## [Exercise objective]
Reproduce every line of the entries between the line holding "Point out every instance of the house" and the line holding "x=905, y=311", inclusive, multiplying each answer coordinate by 0.3 and rounding to a whole number, with halves rounded up. Copy all other lines as they are, including their sample coordinates.

## [Material provided]
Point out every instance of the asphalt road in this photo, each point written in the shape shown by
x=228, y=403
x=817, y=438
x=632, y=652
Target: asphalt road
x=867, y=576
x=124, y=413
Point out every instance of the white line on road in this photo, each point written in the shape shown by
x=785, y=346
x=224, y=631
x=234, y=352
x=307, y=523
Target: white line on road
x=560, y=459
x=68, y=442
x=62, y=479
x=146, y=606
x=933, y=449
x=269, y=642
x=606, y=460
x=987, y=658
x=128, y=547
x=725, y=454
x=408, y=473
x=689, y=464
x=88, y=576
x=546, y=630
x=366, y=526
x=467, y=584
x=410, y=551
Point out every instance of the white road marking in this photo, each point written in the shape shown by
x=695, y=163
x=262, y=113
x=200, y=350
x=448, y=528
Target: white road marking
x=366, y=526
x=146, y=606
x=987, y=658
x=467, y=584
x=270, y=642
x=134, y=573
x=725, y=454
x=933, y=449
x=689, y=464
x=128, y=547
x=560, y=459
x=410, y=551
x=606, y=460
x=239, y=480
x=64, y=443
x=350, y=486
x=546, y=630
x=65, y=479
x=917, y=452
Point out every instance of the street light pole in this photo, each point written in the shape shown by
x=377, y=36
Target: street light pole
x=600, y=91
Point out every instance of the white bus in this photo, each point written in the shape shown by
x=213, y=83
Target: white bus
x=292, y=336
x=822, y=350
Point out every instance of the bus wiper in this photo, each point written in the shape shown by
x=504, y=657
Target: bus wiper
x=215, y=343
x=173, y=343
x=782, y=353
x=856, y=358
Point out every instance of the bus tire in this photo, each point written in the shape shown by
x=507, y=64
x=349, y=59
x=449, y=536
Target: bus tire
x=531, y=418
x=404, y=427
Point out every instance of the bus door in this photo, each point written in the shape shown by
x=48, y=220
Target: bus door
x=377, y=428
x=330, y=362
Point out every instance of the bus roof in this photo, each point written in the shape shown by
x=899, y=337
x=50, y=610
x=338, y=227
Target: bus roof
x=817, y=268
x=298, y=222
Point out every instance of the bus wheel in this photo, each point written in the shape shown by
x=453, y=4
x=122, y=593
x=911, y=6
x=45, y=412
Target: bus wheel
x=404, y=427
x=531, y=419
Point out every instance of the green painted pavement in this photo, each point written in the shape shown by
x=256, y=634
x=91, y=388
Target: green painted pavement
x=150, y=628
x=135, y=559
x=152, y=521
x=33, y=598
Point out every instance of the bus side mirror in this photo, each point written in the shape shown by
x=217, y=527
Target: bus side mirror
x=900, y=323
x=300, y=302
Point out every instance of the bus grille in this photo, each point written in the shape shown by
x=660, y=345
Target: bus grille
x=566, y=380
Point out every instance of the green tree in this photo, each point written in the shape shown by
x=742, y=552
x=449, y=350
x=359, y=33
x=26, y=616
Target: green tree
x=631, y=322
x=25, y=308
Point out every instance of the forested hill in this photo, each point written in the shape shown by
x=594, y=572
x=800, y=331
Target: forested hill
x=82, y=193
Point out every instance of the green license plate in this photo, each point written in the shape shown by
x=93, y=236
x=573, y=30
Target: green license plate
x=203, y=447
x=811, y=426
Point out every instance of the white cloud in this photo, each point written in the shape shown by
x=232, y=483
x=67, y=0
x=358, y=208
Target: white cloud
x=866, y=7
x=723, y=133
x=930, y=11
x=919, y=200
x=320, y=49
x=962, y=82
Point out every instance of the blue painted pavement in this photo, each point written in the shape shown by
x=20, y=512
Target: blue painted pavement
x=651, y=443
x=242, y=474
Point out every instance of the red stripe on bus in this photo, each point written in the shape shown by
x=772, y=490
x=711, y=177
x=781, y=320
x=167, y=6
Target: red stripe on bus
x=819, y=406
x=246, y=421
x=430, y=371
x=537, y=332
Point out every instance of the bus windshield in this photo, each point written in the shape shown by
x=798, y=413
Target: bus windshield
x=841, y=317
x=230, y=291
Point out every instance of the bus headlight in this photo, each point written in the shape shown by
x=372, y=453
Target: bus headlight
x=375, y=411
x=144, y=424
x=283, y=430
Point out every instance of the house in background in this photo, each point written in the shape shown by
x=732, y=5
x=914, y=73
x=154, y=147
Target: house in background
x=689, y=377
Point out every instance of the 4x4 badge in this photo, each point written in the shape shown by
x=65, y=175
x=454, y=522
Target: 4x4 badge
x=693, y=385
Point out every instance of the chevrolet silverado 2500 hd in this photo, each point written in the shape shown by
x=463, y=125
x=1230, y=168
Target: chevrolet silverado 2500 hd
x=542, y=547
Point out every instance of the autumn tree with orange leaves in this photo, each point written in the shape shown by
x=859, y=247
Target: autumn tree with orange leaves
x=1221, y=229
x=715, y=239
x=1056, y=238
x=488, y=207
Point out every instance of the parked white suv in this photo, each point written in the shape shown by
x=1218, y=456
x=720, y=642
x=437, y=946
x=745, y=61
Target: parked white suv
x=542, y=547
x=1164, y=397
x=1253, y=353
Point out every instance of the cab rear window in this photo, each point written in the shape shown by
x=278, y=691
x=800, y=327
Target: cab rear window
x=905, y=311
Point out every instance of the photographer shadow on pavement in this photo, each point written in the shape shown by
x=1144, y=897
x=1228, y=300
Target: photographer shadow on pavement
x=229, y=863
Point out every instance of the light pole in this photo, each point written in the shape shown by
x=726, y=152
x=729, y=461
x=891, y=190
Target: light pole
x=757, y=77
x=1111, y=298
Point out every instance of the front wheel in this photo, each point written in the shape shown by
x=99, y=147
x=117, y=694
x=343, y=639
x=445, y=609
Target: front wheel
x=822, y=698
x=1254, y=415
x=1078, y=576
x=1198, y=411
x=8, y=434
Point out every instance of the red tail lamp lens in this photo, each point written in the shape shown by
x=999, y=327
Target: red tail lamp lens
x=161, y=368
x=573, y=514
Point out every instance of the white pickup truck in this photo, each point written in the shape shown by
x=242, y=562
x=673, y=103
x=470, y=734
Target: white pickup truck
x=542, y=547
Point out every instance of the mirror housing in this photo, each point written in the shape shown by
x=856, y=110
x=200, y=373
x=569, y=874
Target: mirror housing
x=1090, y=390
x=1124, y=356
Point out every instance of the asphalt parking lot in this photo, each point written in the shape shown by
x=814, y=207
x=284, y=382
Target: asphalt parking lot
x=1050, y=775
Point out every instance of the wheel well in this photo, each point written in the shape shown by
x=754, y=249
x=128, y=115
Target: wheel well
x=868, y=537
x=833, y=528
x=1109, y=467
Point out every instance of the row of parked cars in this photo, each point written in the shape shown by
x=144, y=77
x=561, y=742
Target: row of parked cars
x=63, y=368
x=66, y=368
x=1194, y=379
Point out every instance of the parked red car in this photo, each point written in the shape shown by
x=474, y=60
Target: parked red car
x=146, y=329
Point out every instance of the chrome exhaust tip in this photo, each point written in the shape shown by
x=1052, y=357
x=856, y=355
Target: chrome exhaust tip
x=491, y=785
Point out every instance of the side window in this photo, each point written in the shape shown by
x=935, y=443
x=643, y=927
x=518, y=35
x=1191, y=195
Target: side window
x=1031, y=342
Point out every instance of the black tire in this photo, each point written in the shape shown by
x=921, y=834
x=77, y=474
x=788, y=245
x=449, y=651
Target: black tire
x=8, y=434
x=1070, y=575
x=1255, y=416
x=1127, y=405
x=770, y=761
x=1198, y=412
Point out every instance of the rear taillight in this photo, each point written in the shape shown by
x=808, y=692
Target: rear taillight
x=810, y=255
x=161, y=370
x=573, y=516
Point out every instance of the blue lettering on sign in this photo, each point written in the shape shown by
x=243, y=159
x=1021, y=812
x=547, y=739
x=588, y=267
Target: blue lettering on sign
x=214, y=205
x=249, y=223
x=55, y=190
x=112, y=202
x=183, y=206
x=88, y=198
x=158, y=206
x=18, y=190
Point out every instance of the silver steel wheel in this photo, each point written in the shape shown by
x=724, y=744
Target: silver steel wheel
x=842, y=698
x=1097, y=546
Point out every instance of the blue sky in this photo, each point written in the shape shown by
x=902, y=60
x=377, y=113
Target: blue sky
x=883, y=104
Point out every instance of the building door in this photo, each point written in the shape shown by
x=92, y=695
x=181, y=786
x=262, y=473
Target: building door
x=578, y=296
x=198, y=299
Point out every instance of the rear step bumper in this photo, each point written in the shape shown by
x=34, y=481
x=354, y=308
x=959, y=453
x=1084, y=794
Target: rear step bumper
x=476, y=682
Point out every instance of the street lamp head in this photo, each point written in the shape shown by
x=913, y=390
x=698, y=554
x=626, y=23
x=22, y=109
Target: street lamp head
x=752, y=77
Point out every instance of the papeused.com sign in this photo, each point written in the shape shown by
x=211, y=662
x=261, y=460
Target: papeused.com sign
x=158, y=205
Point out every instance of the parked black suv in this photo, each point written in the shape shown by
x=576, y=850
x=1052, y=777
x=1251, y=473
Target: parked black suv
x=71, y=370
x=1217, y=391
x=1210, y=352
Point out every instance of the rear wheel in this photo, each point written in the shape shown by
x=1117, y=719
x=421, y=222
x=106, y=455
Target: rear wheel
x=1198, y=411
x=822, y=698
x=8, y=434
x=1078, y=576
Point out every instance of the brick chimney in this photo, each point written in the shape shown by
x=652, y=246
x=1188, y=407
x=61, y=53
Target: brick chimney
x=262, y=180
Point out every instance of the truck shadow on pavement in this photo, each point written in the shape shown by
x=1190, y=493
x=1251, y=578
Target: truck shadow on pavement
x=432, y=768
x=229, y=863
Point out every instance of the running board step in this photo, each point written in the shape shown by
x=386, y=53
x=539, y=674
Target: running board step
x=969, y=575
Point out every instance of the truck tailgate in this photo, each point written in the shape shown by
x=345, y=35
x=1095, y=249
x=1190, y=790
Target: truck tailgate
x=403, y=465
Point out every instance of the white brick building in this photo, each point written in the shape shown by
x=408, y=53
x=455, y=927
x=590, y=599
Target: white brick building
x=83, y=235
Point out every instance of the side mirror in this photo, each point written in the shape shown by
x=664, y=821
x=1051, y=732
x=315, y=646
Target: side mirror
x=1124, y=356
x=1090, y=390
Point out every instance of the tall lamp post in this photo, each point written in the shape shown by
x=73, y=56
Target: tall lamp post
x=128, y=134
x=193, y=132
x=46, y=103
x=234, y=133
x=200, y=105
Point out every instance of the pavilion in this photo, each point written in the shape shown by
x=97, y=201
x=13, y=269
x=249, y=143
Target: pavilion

## [Task result]
Point out every instance of the house in background in this photo, each point written in the shape shown by
x=732, y=5
x=914, y=73
x=154, y=147
Target: house in background
x=207, y=113
Point out every instance of the 4x4 badge in this photo, each point written in the shape shown by
x=65, y=175
x=454, y=522
Target: 4x4 badge
x=208, y=116
Point out every instance of the chevrolet silverado 2500 hd in this photo, each point written in the shape shown by
x=463, y=125
x=1230, y=168
Target: chevrolet silverado 2500 hd
x=163, y=164
Point out every instance of the autumn tree with orange leaves in this photo, each point written in the shape shown by
x=859, y=247
Target: autumn tree with orange leaves
x=366, y=69
x=215, y=72
x=317, y=71
x=146, y=62
Point out every instance of the parked white suv in this photo, each point written in the shape shown by
x=1218, y=456
x=720, y=642
x=437, y=946
x=745, y=61
Target: parked white suv
x=163, y=164
x=349, y=119
x=376, y=106
Point out every instance of the cab rear window in this photo, each point written in the shape shown by
x=278, y=691
x=800, y=327
Target: cab rear window
x=272, y=93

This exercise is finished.